▸ **The task**
Every record is to be transcribed exactly as written.

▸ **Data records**
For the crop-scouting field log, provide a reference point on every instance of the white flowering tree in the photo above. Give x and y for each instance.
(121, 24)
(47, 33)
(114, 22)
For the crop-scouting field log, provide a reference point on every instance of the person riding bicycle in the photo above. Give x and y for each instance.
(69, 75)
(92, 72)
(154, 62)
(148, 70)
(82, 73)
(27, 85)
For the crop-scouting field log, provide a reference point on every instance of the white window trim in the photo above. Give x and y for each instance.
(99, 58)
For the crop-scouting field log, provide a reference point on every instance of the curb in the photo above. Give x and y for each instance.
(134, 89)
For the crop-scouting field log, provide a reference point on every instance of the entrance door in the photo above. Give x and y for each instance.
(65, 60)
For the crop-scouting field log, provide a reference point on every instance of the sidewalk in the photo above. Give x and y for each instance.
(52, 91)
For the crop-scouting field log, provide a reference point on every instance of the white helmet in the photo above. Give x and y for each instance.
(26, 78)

▸ **Task result**
For the crop-scouting field log, provide a reference point on every instance of the white flowering tree in the photo above. Give x and y for each instance.
(121, 24)
(47, 33)
(114, 22)
For the crop-scouting field log, provide a reference point on every instance of the person riding bicycle in the photo above. Give x and y for each instance.
(69, 75)
(92, 72)
(154, 62)
(148, 70)
(82, 73)
(27, 85)
For the crop-scouting field log, provide a reference point on every instance of the white window trim in the photo above. Give x and y for each instance.
(99, 58)
For the crop-scouting field log, provide a reference point on every instance of the curb in the photo above. Give x and y for each instance.
(134, 89)
For the crop-scouting field log, provide a reference point on every instance of the entrance door in the photo above. Give x and y for each instance.
(65, 60)
For the crop-scouting field log, provide a reference point on every instance of the sidewalk in the photo above. Give x and y for each instance.
(52, 91)
For the crop-scouting field log, provide a reference point on every instance of the white helmet in the photo above. Give x and y for each instance.
(26, 78)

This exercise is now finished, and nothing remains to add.